Working data section start

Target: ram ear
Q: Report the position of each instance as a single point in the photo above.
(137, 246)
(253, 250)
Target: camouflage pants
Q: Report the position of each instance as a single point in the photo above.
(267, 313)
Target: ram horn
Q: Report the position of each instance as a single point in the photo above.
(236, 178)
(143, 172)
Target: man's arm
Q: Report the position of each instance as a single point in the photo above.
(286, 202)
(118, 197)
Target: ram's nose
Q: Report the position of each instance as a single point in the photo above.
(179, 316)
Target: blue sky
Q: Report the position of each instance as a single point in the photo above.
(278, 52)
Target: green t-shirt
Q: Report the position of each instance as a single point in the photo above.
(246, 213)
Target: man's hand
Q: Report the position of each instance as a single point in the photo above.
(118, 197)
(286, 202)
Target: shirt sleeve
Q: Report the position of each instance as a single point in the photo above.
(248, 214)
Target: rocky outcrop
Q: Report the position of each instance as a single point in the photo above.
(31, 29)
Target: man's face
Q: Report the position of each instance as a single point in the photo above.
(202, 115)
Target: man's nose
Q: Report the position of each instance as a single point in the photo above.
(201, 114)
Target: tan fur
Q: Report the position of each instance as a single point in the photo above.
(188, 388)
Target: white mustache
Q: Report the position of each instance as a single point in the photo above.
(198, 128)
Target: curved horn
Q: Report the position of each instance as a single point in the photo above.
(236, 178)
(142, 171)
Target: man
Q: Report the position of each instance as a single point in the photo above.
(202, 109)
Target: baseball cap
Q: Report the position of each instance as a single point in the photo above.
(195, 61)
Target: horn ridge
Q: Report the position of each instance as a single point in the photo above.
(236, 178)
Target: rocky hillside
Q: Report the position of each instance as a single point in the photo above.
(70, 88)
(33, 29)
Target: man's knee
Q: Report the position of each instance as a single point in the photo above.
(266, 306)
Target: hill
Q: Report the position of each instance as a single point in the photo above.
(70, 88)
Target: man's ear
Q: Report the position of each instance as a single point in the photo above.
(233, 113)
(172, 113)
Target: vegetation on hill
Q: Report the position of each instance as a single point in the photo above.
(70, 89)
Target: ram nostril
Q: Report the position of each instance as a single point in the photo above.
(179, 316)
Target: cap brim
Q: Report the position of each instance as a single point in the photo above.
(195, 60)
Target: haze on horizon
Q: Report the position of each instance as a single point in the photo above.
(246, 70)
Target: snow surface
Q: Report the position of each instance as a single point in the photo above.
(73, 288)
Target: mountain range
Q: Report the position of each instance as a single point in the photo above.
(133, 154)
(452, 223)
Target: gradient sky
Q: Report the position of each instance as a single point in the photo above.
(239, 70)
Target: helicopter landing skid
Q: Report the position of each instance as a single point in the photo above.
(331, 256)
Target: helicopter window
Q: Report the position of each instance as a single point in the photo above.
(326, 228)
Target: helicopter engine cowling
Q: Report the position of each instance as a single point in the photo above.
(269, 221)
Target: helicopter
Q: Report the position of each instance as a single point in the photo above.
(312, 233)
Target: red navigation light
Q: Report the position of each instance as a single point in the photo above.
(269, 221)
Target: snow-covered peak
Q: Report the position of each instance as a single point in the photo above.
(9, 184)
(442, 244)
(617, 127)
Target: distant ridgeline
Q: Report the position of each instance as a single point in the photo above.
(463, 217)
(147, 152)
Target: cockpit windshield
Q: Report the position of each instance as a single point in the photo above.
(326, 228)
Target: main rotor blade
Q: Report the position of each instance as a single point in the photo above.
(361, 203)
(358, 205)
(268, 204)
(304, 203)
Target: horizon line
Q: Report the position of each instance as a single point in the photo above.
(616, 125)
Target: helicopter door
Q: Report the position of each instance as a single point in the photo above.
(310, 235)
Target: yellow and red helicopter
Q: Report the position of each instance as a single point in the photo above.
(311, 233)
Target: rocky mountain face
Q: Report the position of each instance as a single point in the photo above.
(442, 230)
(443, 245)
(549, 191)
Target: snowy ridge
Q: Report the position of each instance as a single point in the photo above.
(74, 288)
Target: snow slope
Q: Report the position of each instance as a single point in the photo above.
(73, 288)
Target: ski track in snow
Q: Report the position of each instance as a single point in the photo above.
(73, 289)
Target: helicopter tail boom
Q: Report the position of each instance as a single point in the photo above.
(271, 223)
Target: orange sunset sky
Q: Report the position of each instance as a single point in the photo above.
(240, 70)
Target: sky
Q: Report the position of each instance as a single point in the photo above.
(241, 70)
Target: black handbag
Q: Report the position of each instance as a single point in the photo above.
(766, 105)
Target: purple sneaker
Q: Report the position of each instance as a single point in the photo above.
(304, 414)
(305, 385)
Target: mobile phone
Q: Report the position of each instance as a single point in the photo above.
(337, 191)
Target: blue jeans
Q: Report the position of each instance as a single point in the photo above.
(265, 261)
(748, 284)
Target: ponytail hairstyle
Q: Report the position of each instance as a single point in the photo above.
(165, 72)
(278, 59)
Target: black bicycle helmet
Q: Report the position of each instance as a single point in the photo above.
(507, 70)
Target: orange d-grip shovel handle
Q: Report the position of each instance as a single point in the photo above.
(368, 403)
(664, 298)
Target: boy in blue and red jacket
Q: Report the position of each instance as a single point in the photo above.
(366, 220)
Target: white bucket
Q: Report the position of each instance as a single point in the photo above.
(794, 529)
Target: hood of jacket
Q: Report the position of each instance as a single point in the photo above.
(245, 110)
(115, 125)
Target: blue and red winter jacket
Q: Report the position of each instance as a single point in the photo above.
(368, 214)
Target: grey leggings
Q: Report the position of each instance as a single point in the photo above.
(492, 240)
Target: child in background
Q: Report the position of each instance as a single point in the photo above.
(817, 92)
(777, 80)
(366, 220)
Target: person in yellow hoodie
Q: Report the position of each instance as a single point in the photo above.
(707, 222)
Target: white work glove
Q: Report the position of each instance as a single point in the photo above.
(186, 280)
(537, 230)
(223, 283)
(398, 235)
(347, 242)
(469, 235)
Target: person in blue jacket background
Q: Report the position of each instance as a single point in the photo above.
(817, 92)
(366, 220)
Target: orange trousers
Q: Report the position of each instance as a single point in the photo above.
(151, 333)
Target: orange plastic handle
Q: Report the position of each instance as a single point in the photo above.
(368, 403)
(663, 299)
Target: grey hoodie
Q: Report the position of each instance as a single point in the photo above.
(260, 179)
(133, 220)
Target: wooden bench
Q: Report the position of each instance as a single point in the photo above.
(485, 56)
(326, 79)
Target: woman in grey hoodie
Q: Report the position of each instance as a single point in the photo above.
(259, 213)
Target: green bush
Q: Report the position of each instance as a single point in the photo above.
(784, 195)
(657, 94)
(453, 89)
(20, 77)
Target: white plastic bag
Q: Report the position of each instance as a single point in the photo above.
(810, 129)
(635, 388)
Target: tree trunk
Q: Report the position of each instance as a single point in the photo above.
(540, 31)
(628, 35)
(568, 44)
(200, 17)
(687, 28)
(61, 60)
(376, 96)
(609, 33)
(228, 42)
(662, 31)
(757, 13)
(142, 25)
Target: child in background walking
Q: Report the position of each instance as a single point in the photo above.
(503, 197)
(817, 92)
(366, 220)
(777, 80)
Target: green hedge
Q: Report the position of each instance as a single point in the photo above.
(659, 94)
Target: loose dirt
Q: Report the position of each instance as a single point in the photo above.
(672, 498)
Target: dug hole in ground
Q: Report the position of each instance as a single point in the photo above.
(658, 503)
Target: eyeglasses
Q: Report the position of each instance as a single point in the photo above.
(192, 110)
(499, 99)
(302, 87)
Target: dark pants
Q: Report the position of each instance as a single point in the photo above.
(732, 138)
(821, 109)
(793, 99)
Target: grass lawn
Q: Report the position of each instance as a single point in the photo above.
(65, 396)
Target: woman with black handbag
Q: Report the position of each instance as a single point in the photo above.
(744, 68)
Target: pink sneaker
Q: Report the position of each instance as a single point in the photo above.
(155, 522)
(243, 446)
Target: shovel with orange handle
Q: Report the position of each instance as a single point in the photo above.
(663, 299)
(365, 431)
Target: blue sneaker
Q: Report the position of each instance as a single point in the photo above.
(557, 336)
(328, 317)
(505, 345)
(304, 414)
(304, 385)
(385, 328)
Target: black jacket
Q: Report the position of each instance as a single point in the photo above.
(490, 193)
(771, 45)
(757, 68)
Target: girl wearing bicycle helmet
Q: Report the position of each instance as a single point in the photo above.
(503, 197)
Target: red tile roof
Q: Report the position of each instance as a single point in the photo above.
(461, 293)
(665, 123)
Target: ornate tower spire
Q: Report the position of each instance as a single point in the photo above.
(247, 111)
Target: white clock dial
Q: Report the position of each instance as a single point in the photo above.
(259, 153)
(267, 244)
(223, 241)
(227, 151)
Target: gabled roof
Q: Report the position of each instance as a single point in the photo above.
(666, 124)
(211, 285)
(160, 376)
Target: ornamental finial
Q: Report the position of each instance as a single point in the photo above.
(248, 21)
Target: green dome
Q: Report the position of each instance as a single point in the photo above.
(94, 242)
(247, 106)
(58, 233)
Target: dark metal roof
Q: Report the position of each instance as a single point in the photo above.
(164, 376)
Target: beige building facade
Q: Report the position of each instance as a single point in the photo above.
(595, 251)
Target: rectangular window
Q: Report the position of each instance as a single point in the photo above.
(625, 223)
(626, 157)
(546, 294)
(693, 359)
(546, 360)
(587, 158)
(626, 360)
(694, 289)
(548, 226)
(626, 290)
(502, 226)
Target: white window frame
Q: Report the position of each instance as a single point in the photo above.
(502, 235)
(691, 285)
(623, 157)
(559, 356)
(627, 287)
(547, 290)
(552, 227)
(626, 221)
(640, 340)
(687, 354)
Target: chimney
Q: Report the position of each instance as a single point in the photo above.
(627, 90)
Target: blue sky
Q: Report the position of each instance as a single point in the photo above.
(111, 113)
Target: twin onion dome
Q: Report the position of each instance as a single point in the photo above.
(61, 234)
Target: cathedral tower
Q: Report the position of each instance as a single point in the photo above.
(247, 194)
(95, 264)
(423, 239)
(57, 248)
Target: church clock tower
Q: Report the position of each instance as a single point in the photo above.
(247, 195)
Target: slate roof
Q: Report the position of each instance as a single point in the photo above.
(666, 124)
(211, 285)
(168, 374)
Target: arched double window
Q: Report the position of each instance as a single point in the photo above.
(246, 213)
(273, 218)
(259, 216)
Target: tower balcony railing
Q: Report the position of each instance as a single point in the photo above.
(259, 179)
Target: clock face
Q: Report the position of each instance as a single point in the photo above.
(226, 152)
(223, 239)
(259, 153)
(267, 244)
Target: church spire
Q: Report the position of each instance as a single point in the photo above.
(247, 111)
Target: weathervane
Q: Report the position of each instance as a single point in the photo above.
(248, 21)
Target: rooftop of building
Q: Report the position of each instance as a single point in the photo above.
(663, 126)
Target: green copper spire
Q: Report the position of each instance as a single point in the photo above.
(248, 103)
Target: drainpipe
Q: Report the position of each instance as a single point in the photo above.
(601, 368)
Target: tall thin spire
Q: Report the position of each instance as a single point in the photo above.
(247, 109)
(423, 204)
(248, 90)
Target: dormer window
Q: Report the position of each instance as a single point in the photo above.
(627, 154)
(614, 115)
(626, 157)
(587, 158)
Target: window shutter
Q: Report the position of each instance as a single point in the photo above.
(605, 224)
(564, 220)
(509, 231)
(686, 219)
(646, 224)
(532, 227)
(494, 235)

Working data section end

= Exercise goal =
Copy from the entries only those lines that hold the word "person".

= Written solution =
Target: person in yellow hoodie
Target: person in blue jacket background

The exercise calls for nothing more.